Task statement →
Word for word, restate the lines from the one holding "boxes = findObject(img, 'radiator cowl');" through the end of the data below, including both endpoints and nothing more.

(Saved data entries)

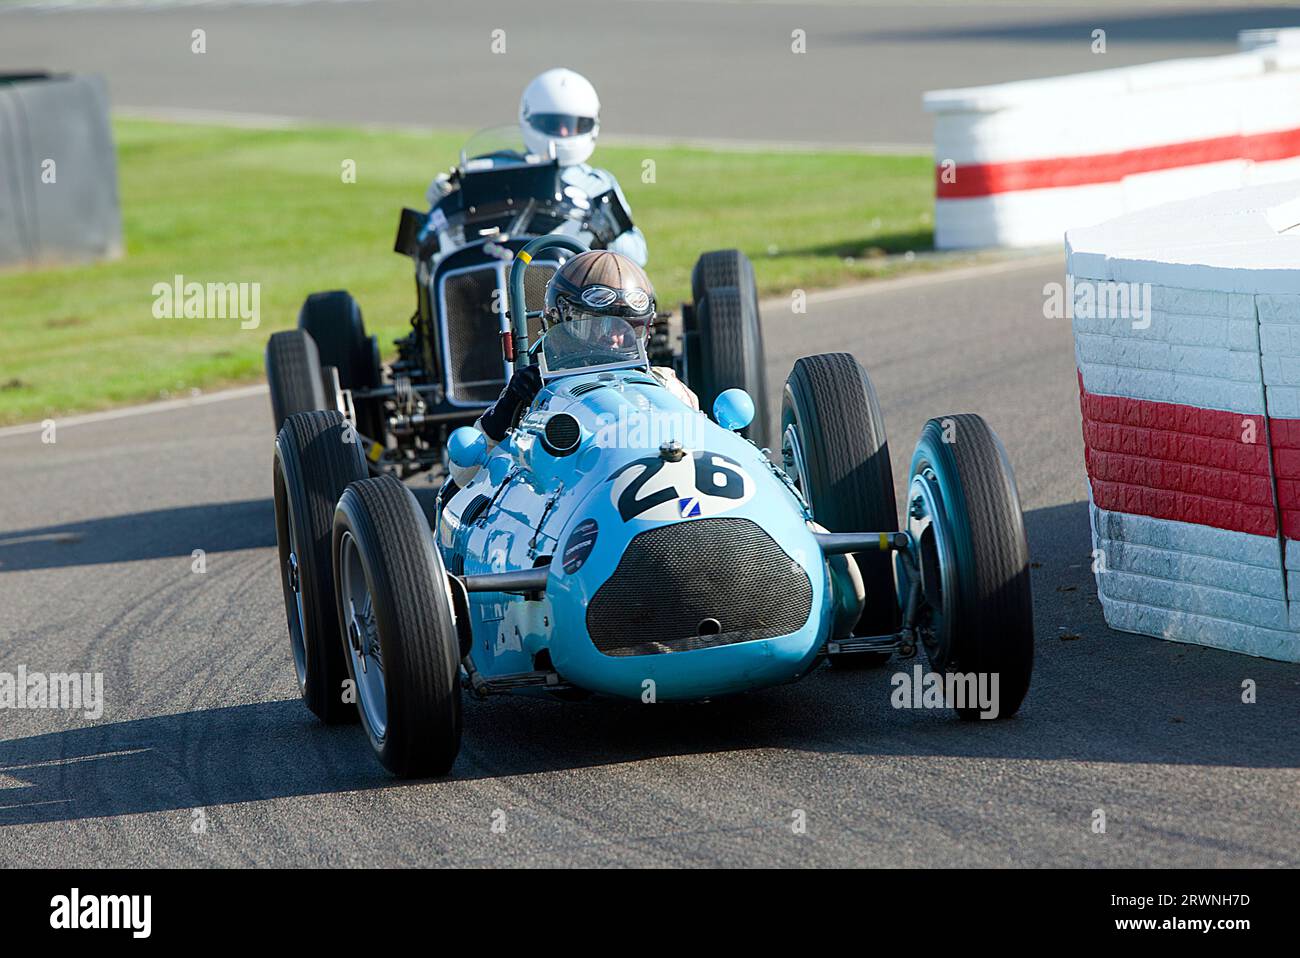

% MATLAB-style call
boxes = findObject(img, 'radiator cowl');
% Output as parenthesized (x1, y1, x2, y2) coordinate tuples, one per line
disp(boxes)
(585, 517, 813, 657)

Written response →
boxes = findObject(img, 'radiator cowl');
% Output as parenthesized (x1, y1, x2, y2) coordinate tuples, one per line
disp(boxes)
(585, 517, 813, 657)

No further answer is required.